What to produce: Scan the lines below and report each one containing "rocky" by copying it.
── Data supplied ──
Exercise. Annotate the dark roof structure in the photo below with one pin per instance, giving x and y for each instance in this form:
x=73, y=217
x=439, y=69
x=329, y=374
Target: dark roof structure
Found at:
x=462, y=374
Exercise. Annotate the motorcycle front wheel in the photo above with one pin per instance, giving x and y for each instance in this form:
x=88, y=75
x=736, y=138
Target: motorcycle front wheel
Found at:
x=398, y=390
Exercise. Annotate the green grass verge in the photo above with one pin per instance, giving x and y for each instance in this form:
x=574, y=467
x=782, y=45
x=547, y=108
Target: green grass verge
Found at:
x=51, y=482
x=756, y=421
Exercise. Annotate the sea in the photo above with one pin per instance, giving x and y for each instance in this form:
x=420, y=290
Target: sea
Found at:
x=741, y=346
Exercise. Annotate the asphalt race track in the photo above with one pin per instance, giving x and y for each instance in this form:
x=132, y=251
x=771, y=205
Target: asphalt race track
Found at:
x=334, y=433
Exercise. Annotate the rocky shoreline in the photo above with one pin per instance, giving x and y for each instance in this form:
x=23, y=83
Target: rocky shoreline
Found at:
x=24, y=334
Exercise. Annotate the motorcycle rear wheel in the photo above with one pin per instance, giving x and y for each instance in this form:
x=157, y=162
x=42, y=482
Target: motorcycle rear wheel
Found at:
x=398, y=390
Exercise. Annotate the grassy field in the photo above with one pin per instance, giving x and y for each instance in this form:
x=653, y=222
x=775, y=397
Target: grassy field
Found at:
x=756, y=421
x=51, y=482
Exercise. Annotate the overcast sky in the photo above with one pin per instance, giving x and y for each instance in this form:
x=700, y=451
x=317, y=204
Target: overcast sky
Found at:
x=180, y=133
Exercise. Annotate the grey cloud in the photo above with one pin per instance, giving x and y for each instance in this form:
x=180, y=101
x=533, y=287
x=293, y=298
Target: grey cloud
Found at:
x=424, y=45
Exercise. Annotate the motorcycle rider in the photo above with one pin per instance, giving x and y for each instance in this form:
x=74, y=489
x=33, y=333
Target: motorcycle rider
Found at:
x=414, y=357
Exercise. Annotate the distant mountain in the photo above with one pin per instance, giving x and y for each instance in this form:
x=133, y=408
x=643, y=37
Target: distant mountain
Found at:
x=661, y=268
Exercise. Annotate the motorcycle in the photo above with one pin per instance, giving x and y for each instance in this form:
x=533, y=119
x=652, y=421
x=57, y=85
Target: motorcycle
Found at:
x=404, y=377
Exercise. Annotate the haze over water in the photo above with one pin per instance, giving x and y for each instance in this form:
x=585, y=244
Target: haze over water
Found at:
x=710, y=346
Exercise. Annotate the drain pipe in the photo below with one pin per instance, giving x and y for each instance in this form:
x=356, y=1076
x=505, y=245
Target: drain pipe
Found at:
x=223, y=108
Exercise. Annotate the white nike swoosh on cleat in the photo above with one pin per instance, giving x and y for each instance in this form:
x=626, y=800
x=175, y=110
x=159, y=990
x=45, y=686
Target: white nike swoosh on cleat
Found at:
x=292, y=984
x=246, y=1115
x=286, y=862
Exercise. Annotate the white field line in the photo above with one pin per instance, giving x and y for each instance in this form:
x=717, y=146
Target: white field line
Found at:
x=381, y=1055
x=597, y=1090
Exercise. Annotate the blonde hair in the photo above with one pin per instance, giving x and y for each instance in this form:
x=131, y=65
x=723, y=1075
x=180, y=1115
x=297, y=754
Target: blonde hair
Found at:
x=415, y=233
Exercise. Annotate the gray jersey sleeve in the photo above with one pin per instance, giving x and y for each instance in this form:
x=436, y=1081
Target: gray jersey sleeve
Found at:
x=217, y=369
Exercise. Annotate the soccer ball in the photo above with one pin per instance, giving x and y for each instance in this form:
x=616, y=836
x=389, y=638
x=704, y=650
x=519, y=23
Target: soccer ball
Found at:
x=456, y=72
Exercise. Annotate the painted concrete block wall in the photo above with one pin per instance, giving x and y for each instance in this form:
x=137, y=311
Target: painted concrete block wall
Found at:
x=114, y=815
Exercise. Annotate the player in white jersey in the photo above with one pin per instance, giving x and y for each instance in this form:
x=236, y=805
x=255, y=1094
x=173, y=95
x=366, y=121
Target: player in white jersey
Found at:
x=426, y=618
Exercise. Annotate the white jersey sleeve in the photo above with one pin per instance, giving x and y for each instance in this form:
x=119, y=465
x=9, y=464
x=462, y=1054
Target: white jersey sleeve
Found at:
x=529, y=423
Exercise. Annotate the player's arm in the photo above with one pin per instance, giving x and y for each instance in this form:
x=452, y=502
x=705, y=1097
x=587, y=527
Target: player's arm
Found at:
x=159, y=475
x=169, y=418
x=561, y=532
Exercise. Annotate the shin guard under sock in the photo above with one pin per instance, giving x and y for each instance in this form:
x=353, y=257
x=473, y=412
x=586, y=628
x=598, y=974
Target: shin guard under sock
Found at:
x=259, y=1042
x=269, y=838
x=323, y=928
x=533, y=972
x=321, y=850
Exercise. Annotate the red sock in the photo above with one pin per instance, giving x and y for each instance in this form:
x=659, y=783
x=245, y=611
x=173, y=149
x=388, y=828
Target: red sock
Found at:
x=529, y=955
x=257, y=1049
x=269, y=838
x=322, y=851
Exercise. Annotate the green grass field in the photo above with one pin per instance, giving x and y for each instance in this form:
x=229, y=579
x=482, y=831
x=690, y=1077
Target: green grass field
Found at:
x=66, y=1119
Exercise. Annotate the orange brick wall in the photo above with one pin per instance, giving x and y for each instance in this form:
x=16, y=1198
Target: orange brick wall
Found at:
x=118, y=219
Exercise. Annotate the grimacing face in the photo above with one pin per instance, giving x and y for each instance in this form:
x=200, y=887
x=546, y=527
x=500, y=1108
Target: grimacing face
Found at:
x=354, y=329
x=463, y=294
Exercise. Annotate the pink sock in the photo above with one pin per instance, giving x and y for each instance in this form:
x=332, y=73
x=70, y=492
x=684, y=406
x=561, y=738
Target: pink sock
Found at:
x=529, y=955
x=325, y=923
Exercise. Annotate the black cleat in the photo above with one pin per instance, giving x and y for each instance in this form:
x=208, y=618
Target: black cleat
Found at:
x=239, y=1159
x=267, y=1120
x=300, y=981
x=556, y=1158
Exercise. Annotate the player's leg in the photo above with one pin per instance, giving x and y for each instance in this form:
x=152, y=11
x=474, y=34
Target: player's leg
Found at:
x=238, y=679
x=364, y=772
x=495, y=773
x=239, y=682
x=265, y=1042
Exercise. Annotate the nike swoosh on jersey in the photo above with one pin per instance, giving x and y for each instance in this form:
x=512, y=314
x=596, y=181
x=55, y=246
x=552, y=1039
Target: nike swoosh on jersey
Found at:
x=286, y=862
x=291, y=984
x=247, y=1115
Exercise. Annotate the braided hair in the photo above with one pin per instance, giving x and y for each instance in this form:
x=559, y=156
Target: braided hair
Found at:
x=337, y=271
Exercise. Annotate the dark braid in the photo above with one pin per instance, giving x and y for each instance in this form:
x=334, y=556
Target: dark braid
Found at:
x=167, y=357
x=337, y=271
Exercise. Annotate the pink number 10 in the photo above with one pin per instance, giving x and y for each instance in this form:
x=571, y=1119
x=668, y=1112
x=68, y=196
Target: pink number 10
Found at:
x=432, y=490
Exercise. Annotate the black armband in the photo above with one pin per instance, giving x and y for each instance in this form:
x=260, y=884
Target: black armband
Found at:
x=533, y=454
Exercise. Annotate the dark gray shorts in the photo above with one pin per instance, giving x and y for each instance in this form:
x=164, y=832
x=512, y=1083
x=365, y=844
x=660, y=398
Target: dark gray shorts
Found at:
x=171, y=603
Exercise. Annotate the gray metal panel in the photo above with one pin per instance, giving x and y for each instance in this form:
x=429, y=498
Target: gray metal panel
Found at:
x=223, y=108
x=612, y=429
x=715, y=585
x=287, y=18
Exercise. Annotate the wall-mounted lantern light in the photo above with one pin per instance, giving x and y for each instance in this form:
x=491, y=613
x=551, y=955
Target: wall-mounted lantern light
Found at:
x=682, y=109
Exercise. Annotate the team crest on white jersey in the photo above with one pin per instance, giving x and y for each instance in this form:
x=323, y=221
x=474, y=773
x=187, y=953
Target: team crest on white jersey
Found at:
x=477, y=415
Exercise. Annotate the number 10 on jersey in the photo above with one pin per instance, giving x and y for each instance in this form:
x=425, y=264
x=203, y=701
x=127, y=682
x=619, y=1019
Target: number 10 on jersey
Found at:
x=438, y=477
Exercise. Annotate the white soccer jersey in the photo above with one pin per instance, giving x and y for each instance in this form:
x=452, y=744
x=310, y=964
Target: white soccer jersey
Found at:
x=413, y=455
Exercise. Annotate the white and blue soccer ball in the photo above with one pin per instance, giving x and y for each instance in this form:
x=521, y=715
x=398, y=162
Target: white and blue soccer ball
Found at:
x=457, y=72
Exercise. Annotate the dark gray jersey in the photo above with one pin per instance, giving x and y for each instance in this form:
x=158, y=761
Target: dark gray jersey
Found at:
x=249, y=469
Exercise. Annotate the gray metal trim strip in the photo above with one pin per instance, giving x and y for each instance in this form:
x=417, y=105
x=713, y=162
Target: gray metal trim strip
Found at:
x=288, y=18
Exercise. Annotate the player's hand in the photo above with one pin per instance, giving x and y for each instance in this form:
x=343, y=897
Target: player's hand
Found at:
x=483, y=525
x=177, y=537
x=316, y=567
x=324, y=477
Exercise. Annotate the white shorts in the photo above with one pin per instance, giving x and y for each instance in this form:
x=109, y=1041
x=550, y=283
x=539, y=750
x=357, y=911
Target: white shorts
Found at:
───
Task solution:
Exercise. Annotate the rocky shoreline in the photo above with one pin per instance, giving x and y for each instance in this form:
Target: rocky shoreline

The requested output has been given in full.